##### Available records #####

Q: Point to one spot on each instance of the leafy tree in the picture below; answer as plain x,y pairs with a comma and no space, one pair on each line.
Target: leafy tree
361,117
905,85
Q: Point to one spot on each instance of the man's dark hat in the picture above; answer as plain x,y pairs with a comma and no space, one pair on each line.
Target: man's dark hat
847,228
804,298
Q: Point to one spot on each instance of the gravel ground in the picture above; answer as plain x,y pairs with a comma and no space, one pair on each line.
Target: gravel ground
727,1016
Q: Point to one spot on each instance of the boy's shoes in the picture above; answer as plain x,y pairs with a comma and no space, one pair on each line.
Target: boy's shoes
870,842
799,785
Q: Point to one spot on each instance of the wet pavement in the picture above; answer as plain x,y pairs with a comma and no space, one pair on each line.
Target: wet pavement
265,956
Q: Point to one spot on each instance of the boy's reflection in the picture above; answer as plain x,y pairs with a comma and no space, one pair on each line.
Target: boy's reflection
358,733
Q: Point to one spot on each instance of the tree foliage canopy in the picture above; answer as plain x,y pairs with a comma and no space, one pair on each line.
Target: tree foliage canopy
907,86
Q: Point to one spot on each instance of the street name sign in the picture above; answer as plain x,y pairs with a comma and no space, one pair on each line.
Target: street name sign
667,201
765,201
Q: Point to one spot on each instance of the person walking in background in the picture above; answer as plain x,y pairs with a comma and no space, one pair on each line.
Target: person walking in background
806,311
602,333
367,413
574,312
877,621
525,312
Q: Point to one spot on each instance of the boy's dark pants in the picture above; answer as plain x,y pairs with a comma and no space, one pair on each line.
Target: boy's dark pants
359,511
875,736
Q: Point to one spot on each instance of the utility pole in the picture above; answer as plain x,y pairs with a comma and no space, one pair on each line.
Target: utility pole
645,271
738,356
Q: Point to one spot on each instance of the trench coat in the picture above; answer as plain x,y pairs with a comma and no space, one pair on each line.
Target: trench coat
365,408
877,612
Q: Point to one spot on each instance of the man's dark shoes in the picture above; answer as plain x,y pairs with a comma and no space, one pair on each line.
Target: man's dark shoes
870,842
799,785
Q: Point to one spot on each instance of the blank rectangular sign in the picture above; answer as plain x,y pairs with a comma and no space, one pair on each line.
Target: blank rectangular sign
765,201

#####

Starting at the line that has "Q: Point to one spot on each instance of the trench" and continuing through the end of the records, rewrite the lines with "trench coat" changed to "long raincoat" and everything else left unchanged. Return only those lines.

Q: Point to one spot on each instance of the long raincoat in the picture above; answer as plain x,y pairs with a comma and no space, one pair on each line.
Target: long raincoat
365,408
877,612
Q: Point to one spot on each instance of the man's dark shoes in the picture above; answer as plain x,y pairs with a comma and no space, one pair on each line.
Target: man's dark shoes
870,842
799,785
Q: Point to one spot on each instance of the blank rectangular sign in the picture above; answer as plain x,y pairs with a comma and no space, one pair on each line.
Target: blank rectangular sign
765,201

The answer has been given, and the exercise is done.